» WORK REQUIRED:
Only an exact copy of every record counts as an answer.

Stored dataset items
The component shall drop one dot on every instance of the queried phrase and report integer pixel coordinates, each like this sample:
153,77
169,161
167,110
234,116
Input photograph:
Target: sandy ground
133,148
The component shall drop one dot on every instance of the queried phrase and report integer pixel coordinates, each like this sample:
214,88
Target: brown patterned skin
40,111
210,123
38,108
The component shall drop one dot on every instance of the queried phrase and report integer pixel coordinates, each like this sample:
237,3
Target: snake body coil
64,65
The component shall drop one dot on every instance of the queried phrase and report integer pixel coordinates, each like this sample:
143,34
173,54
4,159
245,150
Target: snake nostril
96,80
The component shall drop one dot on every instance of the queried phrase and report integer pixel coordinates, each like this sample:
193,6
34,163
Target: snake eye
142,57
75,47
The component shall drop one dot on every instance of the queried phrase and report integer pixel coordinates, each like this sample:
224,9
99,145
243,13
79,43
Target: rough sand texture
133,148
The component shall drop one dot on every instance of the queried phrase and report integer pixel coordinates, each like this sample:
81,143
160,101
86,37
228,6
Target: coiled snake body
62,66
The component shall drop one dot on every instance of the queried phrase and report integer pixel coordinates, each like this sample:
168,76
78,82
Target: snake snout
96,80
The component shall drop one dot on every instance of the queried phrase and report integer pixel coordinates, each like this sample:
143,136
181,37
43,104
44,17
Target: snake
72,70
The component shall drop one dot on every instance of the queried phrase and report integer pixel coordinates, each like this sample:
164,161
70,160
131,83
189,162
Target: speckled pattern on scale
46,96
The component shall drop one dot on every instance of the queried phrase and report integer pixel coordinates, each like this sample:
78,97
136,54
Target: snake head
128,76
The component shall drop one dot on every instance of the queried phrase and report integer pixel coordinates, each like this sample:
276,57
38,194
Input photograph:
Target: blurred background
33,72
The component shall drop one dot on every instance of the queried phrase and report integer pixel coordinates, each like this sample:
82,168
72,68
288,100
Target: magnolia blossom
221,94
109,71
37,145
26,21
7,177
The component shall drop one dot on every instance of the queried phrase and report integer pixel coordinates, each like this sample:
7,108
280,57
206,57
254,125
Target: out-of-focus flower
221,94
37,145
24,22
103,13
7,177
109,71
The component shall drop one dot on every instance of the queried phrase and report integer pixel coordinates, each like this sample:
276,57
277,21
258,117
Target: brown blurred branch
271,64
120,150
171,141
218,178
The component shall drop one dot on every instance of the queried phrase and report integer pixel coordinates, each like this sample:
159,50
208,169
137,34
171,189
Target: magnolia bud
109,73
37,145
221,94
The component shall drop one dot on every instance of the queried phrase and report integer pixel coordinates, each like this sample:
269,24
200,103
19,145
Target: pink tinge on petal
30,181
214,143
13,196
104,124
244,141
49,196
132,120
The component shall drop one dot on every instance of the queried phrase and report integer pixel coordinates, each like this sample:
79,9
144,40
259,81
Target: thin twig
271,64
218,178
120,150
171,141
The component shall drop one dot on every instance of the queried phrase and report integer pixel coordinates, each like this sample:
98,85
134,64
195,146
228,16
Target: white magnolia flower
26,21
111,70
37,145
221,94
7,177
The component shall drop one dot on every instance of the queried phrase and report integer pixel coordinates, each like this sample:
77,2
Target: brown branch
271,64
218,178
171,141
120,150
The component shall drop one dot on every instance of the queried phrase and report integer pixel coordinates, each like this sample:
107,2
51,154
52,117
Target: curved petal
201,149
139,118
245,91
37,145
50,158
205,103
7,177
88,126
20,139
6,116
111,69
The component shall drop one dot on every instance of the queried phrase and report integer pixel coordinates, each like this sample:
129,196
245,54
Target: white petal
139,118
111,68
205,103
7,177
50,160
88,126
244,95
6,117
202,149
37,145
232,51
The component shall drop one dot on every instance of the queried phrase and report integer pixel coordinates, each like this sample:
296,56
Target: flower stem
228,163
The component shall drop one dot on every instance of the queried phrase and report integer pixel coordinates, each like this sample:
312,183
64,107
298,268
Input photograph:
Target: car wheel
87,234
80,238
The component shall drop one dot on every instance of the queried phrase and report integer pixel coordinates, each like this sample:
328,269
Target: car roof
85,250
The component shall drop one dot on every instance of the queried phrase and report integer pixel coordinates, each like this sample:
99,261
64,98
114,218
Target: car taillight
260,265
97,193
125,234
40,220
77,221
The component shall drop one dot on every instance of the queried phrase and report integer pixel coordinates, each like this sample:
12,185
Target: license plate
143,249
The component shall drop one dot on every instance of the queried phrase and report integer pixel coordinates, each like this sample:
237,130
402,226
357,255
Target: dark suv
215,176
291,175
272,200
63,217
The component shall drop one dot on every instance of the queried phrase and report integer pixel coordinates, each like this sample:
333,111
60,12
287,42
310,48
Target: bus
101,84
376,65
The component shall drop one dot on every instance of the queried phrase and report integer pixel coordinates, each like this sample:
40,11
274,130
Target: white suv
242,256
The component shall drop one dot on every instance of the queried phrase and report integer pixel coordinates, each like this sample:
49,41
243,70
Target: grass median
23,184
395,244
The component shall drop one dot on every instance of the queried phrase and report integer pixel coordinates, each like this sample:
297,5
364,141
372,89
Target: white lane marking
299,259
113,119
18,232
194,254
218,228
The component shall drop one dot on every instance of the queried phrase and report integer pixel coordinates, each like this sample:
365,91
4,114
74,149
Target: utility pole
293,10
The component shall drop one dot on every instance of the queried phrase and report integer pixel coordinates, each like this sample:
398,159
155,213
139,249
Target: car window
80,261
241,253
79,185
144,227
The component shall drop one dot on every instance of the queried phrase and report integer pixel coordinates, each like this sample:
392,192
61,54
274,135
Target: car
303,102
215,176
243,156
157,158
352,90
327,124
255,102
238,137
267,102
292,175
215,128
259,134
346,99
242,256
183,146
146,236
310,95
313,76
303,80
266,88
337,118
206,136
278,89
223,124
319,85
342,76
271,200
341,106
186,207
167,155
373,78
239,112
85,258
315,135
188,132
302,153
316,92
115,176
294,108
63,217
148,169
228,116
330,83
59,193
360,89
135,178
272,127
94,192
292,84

» FINISHED TASK:
The component shall drop one dot on every instance of the queried phrase and report integer pixel coordinates, each like this sample:
153,77
169,161
167,110
234,116
Input photograph:
Target: sandy ground
133,148
The component shall drop one dot on every instance of the queried phrase and report integer pixel coordinates, each like this sample:
214,88
Target: brown patterned skin
40,111
210,123
38,108
The component shall drop one dot on every instance of the queried phrase and report integer pixel coordinates, each like this sample:
237,3
Target: snake body coil
64,65
The component shall drop one dot on every instance of the queried phrase and report integer pixel coordinates, each like this sample:
143,34
173,54
4,159
245,150
Target: snake nostril
96,80
The component shall drop one dot on every instance of the queried phrase and report integer pixel coordinates, each like this sample:
193,6
34,163
Target: snake eye
142,57
75,47
The component shall drop one dot on every instance of the queried phrase and report integer pixel coordinates, each like this sample:
224,9
99,145
243,13
79,43
Target: rough sand texture
133,148
The component shall drop one dot on every instance of the queried phrase and report integer pixel coordinates, each like this sample:
81,143
160,101
86,37
228,6
Target: coiled snake body
62,66
The component shall drop one dot on every instance of the queried phrase and report integer pixel coordinates, each like this sample:
168,76
78,82
Target: snake snout
96,80
The component shall drop one dot on every instance of the queried phrase and report integer pixel coordinates, each like this sample:
143,136
181,37
43,104
44,17
Target: snake
72,70
The component shall drop one dot on every instance of the queried phrase and report integer pixel coordinates, each like this sample:
164,161
70,160
131,83
189,162
Target: speckled pattern on scale
46,96
The component shall drop one dot on every instance of the queried phrase and report integer pixel coordinates, each like this sample:
78,97
136,54
Target: snake head
128,76
The component shall drop one dot on every instance of the queried phrase and report integer pixel coordinates, each like this sample:
276,57
38,194
Input photograph:
Target: blurred background
33,72
The component shall drop one dot on every instance of the queried phrase and report integer pixel coordinates, each like this sample:
82,168
72,68
288,100
Target: magnolia blossom
221,94
109,71
37,145
26,21
7,177
The component shall drop one dot on every instance of the queried phrase and report integer pixel coordinates, each like this sample:
7,108
280,57
206,57
254,125
Target: out-of-focus flower
221,94
37,145
24,22
103,13
7,177
109,71
The component shall drop one dot on every instance of the queried phrase and report integer pixel coordinates, each like this sample:
276,57
277,21
258,117
Target: brown blurred branch
271,64
120,150
171,141
218,178
The component shall drop one dot on every instance of the queried phrase and report integer pixel coordinates, each like this sample:
159,50
208,169
137,34
171,189
Target: magnolia bud
109,73
37,145
221,94
The component shall drop one dot on every instance of the queried phrase and report integer pixel coordinates, each like this sample:
269,24
200,103
19,145
Target: pink tinge on petal
30,181
214,143
13,196
104,124
244,141
49,196
132,120
The component shall drop one dot on every instance of the queried phrase and report integer pixel coordinates, each like this sample:
79,9
144,40
259,81
Target: thin twig
271,64
218,178
120,150
171,141
The component shall drop one dot on every instance of the queried phrase and report integer pixel coordinates, each like this sample:
98,85
134,64
195,146
228,16
Target: white magnolia flower
26,21
111,70
37,145
221,94
7,177
The component shall drop one dot on every instance of the queried phrase and report integer pixel coordinates, each like this sample:
77,2
Target: brown branch
271,64
218,178
171,141
120,150
The component shall drop one dot on every instance of the queried phrase and report integer pixel coordinates, each like this sample:
107,2
51,154
52,117
Target: curved petal
201,149
139,118
245,91
37,145
50,158
205,103
7,177
88,126
20,139
6,116
111,69
The component shall drop one dot on every instance of the queried phrase and report integer pixel coordinates, each like this sample:
129,196
245,54
Target: white petal
139,118
111,68
205,103
7,177
50,160
88,126
244,95
6,117
202,149
37,145
232,51
The component shall drop one dot on every instance of the queried phrase and report integer pixel coordinates, each like this sample:
296,56
Target: flower stem
228,163
The component shall drop one dot on every instance of the queried phrase and report integer pixel coordinates, each like this sample:
312,183
64,107
298,268
Input photograph:
Target: car wheel
87,234
80,238
The component shall drop one dot on every instance of the queried phrase and report integer pixel coordinates, each like this sample:
328,269
Target: car roof
85,250
The component shall drop one dot on every instance of the queried phrase and report integer pixel coordinates, each like this sample:
99,261
64,98
114,218
Target: car taillight
260,265
97,193
125,234
40,220
77,221
The component shall drop one dot on every instance of the queried phrase and report integer pixel coordinates, each like this sample:
12,185
Target: license plate
143,249
The component shall drop one dot on every instance of the queried phrase and report integer pixel coordinates, each like this sample:
237,130
402,226
357,255
Target: dark suv
215,176
291,175
272,200
63,217
The component shall drop one dot on every instance of the queried phrase and report integer pixel coordinates, each like this sample:
333,111
60,12
287,42
310,48
Target: bus
101,84
376,65
The component shall drop one dot on every instance of the queried phrase and report integer pixel coordinates, each like this sample:
40,11
274,130
Target: white suv
242,256
The component shall drop one dot on every instance of the queried phrase and report integer pixel coordinates, each like this sample:
49,41
243,70
Target: grass median
23,184
395,244
The component shall drop one dot on every instance of the queried phrase and report integer pixel coordinates, each like this sample:
297,5
364,141
372,89
Target: white lane marking
299,259
113,119
18,232
194,254
218,228
The component shall drop one dot on every instance of the queried phrase and report integer pixel coordinates, each like this sample:
365,91
4,114
74,149
Target: utility pole
293,10
The component shall drop one dot on every instance of the queried phrase and report integer pixel coordinates, each like this sample:
398,159
155,213
139,249
Target: car window
80,261
241,253
79,185
144,227
The component shall drop one dot on every instance of the queried phrase and report integer pixel coordinates, each like this sample:
392,192
61,54
274,135
Target: car
303,102
215,176
243,156
157,158
352,90
327,124
255,102
238,137
267,102
292,175
215,128
259,134
346,99
242,256
183,146
146,236
310,95
313,76
303,80
266,88
337,118
206,136
278,89
223,124
319,85
342,76
271,200
341,106
186,207
167,155
373,78
239,112
85,258
315,135
188,132
302,153
316,92
115,176
294,108
63,217
148,169
228,116
330,83
59,193
360,89
135,178
272,127
94,192
292,84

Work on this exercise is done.